> TRECHO DE ORIGEM:
■ ■ ■ ■ ■ ■ ■

Ademais, abarcar as possibilidades existentes nas interações entre as inteligências dos estudantes é uma perspectiva que deve estar presente no processo de ensino-aprendizagem, embora se deva reconhecer, de forma explícita, as dificuldades inerentes a isso, como a maior individualização do plano de trabalho do educador em sala de aula. Gardner (2011) indica que utilizar recursos tecnológicos em sala de aula ou de forma complementar ao ensino regular é um dos caminhos para se contrapor tal problema. Isso já tem sido feito e tem-se indicado benefícios efetivos. Conforme uma metanálise da literatura de Perveen (2018), o uso planejado e complementar de tecnologias possibilita a maior exposição e interação com os conteúdos conceituais, facilita o acompanhamento do desempenho dos estudantes e promove revisitas e aprofundamentos aos conhecimentos desejados.
Considerando tais elementos teóricos, evidencia-se sinteticamente que o sistema educacional deveria avançar no sentido de promover avaliações individualizadas, com processos de ensino-aprendizagem personalizados, realizados em espaços formais e não formais, com o uso adequado de TDICs e a promoção de trocas de experiências entre estudantes e professores, fomentando a apresentação dos conceitos curriculares de modo contínuo, em longo prazo e no sentido dos saberes amplos aos mais profundos ou específicos.
3 Metodologia
3.1 Materiais e métodos
A metodologia adotada no presente artigo considera que uma pesquisa caracterizada como uma análise bibliográfica de trabalhos publicados em determinada área se inicia com um levantamento primário de materiais, a realização de uma caracterização dos dados obtidos e a tabulação desses números. Seria possível, assim, inferir sobre o estado atual do conhecimento em questão, seu desenvolvimento acadêmico, as tendências prováveis e possíveis lacunas do campo em estudo, compreendendo aspectos não apenas de cunho qualitativo, mas também quantitativo (Neto, 2011).

■ ■ ■ ■ ■ ■ ■

> DADOS BRUTOS:
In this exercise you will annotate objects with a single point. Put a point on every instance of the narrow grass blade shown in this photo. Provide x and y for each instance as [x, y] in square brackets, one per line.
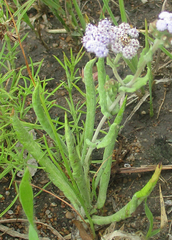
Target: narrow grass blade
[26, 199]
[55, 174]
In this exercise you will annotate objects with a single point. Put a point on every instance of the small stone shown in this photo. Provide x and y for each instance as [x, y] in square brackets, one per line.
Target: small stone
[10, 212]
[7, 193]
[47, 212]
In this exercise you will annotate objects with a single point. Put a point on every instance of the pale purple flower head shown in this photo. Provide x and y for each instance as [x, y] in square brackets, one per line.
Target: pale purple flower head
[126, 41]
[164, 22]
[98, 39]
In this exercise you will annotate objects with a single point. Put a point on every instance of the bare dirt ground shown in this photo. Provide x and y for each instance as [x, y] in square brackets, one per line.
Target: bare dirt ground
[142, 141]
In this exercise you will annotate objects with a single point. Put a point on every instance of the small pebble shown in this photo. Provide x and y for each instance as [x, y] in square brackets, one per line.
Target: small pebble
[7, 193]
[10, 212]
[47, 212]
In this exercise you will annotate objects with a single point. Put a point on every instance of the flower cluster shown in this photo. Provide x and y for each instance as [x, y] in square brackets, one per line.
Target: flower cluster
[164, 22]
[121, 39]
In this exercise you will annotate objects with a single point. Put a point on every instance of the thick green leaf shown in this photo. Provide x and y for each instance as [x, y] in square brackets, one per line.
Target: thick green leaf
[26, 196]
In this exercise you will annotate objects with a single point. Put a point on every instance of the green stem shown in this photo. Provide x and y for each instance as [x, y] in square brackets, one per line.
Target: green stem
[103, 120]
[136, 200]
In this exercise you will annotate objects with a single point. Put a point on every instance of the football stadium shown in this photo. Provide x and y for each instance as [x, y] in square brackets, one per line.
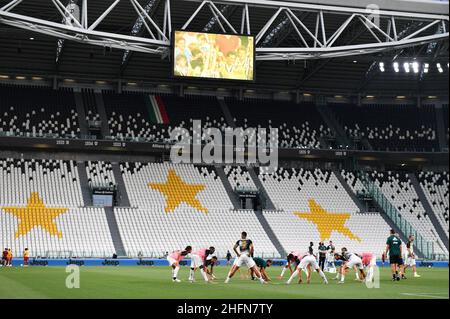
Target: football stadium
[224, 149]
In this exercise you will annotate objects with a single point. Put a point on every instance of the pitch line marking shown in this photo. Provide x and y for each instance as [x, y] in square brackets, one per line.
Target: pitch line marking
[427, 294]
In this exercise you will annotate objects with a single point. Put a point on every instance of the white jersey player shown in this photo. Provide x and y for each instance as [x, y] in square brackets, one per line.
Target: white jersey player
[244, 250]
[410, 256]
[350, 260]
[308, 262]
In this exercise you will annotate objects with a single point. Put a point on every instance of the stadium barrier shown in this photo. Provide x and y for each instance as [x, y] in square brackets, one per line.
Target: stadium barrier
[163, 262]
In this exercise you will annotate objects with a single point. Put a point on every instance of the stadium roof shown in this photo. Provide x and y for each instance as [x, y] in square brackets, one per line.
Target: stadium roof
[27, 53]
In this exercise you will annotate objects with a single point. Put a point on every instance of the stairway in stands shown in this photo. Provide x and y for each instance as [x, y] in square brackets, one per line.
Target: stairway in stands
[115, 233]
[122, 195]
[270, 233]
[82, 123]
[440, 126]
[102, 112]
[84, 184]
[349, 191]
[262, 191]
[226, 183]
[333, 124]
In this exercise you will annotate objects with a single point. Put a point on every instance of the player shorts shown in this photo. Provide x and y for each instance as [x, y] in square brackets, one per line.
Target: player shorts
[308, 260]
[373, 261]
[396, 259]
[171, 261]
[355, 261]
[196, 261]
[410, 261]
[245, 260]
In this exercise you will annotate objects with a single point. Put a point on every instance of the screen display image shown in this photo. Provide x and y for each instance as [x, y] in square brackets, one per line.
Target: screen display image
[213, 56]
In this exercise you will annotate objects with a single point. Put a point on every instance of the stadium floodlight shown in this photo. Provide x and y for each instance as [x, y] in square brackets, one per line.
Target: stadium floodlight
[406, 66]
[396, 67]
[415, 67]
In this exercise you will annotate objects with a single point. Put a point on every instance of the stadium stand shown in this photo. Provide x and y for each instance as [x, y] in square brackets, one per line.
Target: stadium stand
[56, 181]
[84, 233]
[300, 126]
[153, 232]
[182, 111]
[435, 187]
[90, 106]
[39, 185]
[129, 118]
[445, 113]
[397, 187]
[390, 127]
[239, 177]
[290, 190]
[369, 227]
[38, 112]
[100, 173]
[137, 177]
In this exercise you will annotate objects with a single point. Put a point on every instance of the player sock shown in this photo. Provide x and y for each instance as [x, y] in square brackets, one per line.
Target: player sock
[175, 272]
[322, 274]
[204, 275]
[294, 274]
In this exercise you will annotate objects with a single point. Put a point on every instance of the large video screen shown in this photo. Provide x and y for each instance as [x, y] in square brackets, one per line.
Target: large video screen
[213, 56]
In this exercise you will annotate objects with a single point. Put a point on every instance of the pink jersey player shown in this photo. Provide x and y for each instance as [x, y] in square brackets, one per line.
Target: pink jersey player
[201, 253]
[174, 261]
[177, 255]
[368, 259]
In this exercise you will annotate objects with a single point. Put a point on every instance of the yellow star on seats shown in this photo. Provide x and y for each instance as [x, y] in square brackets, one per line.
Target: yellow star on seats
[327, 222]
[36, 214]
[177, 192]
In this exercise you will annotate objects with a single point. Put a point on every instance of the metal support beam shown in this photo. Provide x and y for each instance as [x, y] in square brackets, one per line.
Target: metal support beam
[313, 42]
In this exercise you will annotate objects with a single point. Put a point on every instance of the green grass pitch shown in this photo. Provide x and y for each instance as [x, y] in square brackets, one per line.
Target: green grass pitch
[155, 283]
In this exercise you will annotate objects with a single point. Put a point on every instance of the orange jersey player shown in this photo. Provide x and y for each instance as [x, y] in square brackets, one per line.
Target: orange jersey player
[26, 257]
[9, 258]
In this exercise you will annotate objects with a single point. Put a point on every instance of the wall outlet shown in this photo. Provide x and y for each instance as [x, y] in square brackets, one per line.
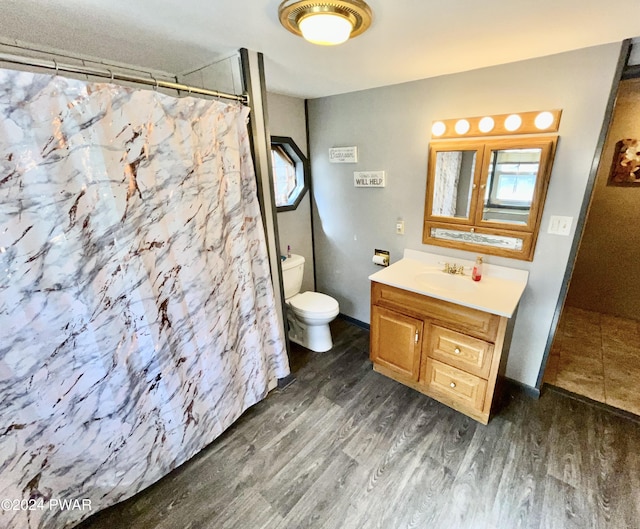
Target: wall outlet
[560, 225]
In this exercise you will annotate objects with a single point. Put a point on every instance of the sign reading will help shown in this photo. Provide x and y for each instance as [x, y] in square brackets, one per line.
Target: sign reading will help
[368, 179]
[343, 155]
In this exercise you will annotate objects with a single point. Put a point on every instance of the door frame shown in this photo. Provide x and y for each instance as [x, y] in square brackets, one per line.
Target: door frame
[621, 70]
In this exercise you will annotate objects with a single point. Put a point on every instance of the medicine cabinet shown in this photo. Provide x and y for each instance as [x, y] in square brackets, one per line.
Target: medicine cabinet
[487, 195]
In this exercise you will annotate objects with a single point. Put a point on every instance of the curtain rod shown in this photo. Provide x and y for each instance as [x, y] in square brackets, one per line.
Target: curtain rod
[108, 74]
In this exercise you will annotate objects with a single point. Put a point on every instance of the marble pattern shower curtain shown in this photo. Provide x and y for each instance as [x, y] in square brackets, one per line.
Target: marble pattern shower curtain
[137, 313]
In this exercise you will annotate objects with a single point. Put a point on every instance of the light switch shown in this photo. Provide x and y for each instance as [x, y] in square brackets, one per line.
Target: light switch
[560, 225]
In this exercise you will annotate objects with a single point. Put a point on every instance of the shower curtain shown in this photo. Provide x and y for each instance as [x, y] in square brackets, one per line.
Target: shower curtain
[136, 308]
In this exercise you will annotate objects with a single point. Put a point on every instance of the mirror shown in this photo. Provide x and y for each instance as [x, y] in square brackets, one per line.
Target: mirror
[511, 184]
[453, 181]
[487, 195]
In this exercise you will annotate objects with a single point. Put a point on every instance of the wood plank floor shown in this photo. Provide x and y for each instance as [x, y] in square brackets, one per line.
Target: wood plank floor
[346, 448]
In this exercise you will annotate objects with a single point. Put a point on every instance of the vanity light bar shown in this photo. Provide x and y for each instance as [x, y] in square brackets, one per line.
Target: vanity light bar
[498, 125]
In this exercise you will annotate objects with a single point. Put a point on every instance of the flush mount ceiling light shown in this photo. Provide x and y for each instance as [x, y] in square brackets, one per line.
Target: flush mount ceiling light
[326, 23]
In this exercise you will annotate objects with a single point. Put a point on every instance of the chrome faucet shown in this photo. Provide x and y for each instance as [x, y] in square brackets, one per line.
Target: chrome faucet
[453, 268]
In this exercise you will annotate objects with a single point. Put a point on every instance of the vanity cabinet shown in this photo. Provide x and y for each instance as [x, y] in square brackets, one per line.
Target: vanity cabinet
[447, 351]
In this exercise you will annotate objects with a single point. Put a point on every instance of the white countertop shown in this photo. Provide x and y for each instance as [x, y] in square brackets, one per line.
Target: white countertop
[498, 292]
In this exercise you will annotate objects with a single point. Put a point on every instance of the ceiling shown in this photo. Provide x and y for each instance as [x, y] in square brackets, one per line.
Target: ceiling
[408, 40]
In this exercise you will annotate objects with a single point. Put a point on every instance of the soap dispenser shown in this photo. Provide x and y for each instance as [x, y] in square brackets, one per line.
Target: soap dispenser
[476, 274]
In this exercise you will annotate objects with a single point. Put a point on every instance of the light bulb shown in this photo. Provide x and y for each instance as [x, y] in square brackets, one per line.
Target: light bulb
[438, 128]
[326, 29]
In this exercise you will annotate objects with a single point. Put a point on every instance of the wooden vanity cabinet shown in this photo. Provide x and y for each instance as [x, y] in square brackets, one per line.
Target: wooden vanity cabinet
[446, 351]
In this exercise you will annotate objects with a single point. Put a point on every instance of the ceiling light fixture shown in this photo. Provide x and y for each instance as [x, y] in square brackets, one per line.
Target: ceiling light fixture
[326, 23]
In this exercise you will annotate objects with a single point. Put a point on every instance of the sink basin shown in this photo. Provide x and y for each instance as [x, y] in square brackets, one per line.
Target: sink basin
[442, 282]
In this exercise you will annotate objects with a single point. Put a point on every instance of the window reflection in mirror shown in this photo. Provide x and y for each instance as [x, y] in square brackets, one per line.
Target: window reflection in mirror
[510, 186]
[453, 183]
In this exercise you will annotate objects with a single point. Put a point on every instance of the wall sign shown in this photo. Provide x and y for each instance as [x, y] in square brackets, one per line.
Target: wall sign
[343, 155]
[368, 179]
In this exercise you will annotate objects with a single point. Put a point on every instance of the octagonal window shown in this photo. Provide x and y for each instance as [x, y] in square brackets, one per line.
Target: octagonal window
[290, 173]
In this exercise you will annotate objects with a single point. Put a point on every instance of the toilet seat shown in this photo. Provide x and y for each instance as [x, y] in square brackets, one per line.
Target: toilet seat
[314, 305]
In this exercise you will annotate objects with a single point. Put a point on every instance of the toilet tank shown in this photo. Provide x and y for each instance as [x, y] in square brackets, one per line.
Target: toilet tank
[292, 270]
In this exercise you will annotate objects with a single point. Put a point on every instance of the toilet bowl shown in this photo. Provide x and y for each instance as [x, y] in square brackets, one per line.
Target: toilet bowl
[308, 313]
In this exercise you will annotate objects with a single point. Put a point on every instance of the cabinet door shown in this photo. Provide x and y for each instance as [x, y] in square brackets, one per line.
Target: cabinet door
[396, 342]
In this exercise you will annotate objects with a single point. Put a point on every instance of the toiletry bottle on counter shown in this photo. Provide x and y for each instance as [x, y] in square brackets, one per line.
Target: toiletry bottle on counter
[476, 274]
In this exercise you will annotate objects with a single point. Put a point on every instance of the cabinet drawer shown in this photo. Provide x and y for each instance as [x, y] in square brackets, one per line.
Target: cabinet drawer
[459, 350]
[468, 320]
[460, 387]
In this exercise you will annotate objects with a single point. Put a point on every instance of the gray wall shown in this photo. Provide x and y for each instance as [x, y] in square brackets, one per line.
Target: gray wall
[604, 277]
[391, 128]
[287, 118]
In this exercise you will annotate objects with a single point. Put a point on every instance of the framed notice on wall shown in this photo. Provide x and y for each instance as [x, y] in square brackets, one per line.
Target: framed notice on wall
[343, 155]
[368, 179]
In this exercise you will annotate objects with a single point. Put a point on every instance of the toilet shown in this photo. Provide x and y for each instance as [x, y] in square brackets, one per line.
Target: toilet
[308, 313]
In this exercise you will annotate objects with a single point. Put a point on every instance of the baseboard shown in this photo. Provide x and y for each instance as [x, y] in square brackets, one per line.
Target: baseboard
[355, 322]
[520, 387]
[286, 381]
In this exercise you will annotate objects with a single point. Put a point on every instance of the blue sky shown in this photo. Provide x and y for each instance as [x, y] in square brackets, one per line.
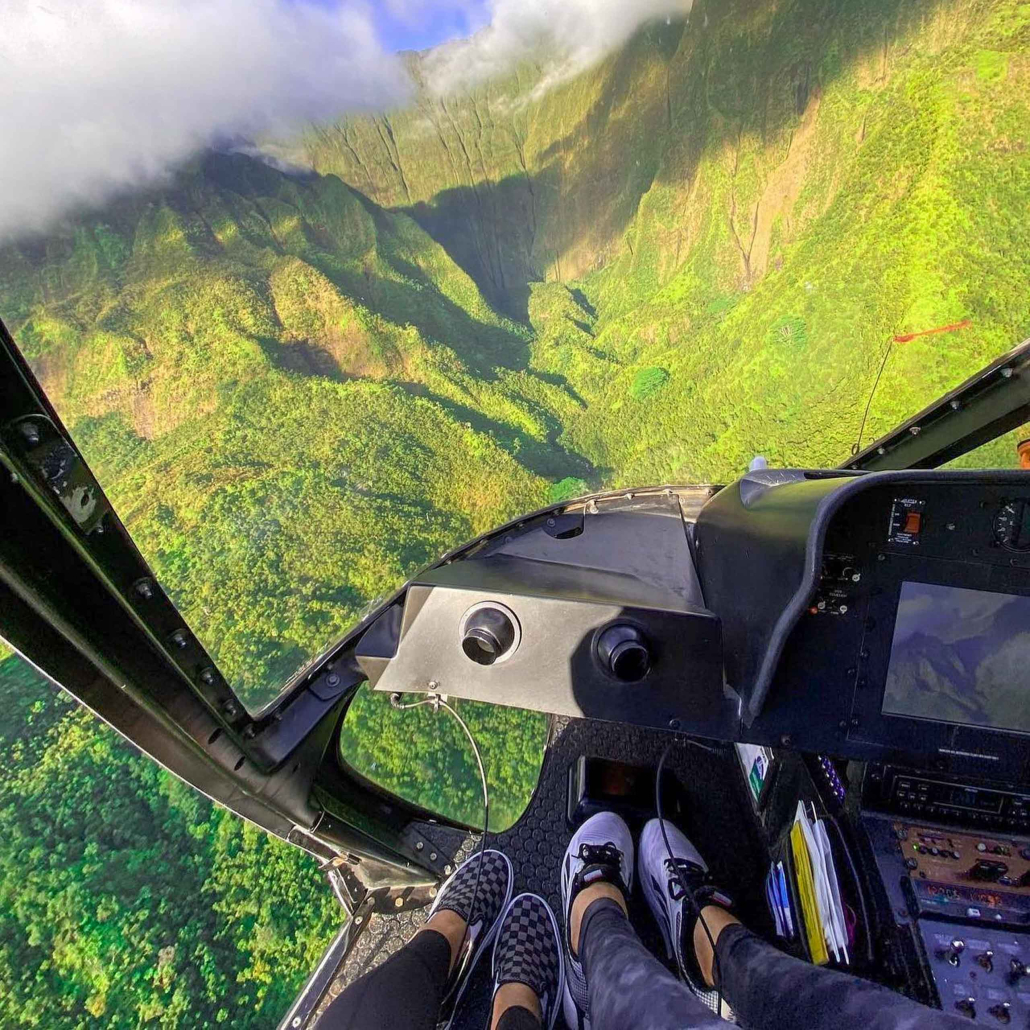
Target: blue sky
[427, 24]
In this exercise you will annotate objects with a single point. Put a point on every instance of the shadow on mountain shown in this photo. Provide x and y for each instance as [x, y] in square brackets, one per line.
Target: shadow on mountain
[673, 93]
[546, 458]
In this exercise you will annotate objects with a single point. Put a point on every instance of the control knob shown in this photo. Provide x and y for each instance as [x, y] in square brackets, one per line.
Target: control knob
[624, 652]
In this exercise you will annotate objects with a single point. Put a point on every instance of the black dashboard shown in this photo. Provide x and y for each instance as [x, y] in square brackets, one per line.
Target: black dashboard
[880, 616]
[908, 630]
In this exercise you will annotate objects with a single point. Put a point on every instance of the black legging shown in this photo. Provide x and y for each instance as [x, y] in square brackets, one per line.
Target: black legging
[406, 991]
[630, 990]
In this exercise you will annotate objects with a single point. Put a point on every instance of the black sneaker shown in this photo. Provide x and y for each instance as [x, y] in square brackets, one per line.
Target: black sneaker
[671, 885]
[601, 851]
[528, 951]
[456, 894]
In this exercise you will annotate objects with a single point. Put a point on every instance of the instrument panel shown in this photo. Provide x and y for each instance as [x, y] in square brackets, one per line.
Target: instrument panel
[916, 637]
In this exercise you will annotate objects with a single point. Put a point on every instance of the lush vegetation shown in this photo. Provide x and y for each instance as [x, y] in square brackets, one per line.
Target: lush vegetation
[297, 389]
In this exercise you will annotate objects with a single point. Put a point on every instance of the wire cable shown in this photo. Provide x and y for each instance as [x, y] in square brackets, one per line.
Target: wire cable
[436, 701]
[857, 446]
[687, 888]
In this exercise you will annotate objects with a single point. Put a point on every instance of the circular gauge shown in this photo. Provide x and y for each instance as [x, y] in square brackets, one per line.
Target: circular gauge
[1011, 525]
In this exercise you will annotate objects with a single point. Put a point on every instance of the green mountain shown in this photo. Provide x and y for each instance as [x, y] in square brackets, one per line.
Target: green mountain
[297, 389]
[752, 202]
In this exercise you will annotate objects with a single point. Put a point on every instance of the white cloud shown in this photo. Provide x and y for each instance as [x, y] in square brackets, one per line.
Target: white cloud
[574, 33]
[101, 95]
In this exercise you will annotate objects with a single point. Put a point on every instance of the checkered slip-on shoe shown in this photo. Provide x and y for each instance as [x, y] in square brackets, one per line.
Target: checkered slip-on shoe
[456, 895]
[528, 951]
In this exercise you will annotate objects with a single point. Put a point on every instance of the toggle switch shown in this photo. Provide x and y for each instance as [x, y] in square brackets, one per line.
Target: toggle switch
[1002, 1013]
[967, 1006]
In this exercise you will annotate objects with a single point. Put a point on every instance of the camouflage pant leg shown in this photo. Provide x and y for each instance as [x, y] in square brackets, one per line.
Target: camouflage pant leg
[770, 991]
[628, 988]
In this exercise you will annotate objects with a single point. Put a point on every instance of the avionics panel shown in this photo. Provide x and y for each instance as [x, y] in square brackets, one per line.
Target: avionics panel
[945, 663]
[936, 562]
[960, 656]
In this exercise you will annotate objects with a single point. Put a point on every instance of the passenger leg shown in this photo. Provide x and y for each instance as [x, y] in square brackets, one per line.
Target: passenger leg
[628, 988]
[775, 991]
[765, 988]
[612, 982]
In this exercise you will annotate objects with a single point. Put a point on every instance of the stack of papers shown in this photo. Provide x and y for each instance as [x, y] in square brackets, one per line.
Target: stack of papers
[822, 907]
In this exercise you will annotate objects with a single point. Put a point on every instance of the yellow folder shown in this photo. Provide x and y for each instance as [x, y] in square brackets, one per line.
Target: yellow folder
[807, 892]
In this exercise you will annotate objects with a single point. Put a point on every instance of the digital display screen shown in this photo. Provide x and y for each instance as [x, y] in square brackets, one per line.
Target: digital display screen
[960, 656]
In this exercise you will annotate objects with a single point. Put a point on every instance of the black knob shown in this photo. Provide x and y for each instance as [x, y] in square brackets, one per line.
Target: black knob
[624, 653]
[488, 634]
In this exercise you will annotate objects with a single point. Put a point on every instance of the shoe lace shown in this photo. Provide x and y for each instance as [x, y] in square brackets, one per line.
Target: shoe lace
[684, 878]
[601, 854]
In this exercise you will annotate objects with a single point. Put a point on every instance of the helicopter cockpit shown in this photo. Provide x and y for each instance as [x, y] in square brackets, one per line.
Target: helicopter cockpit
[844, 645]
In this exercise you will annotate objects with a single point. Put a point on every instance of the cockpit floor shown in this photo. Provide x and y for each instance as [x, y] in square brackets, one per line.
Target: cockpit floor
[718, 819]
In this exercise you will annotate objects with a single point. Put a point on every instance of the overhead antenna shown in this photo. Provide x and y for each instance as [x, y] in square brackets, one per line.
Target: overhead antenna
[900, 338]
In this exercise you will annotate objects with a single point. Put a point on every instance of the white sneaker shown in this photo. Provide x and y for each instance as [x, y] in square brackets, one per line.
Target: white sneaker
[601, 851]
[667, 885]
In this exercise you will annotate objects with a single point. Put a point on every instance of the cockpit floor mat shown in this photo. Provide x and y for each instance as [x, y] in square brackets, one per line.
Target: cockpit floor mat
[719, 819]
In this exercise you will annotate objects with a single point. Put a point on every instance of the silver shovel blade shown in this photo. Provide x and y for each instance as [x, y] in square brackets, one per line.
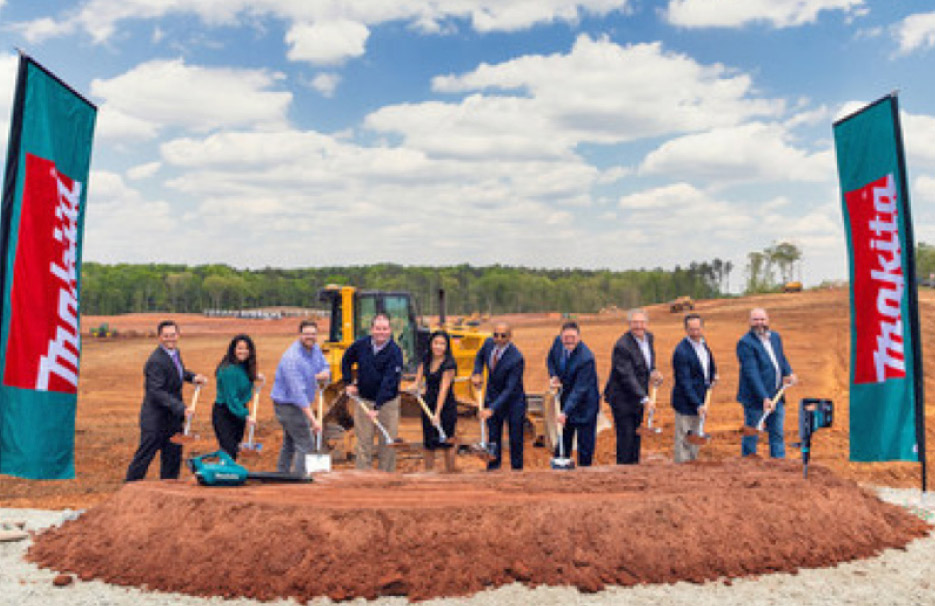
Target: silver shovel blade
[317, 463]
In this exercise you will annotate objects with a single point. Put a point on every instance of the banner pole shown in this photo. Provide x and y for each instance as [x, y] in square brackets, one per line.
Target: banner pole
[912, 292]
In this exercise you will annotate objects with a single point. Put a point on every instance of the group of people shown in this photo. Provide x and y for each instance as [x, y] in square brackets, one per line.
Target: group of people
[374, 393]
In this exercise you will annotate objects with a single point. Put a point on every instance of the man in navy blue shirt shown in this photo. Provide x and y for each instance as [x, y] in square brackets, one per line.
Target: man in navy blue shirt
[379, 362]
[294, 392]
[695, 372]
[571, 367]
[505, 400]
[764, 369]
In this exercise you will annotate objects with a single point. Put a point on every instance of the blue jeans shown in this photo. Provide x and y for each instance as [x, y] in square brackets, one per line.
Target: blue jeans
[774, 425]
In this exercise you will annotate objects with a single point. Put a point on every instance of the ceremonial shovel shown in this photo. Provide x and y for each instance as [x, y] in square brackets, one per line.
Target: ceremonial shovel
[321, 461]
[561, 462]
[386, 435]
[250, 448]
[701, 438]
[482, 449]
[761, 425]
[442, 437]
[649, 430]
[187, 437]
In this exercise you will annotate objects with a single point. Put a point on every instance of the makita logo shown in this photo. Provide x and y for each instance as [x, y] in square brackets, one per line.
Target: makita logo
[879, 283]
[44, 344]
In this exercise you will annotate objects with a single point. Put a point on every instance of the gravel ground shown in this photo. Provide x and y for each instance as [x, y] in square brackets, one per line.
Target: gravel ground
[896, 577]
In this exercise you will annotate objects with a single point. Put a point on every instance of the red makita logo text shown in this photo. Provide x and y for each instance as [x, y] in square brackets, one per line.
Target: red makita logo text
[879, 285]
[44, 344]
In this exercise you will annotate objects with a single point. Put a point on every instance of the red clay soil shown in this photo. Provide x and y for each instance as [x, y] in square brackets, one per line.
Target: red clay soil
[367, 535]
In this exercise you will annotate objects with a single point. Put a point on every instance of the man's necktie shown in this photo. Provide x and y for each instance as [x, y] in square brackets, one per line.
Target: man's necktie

■ ■ ■ ■ ■ ■ ■

> CONJUNTO DE TAREFAS:
(A) Transcreva fielmente a parte do trecho sobre ensino-aprendizagem compreendida entre "Considerando tais elementos" e "profundos ou específicos.", inclusive.
(B) Dê continuidade ao trecho sobre ensino-aprendizagem a partir do ponto em que ele se encerra.
Os itens não são necessários para a realização das tarefas.

> RESPOSTAS ÀS TAREFAS:
(A)
Considerando tais elementos teóricos, evidencia-se sinteticamente que o sistema educacional deveria avançar no sentido de promover avaliações individualizadas, com processos de ensino-aprendizagem personalizados, realizados em espaços formais e não formais, com o uso adequado de TDICs e a promoção de trocas de experiências entre estudantes e professores, fomentando a apresentação dos conceitos curriculares de modo contínuo, em longo prazo e no sentido dos saberes amplos aos mais profundos ou específicos.

(B)
Essa sistematização e inventariamento teve, enquanto critério para composição de seu corpus, a definição do descritor específico “Teoria das Inteligências Múltiplas” em todos os idiomas disponíveis do banco de dados utilizado, com uma seletividade para itens dos anos de 2010 a 2020 e restrita a materiais do tipo “artigo”. Com esse levantamento, foram categorizados, a priori, considerando o ano da publicação, a Grande Área do Conhecimento (CAPES) que compunha e a Instituição de Ensino Superior de fomento ou do autor principal.
Dada a leitura analítica dos resumos e a consideração dos demais descritores neles presentes, restringiu-se a avaliação a determinados itens a partir da indicação de relações com processos de ensino e aprendizagem na educação básica e, sobretudo, concernentes às ciências naturais. Objetivou-se, apenas então, dar seguimento com uma análise completa dos materiais. Assim como Romanowski e Ens (2006) ponderam, entretanto, tipicamente se faz presente artigos com resumos inespecíficos (p. ex., sem explicitar o tipo de estudo, as técnicas utilizadas, o contexto da pesquisa etc.), tornando necessária uma leitura direcionada para identificar as categorias selecionadas.
As publicações analisadas em caráter quantitativo foram acessadas através da Plataforma de Periódicos da Capes, fornecendo uma amostra ampla para análise, em um espaço virtual que permite uma investigação controlada por meio do uso de funcionalidades que possibilitam a manipulação e ordenamento bibliográfico. O objetivo consistia na obtenção dos dados pretendidos, procedimentos necessários para o tipo de pesquisa realizada, conforme indicam Prodanov e Freitas (2013).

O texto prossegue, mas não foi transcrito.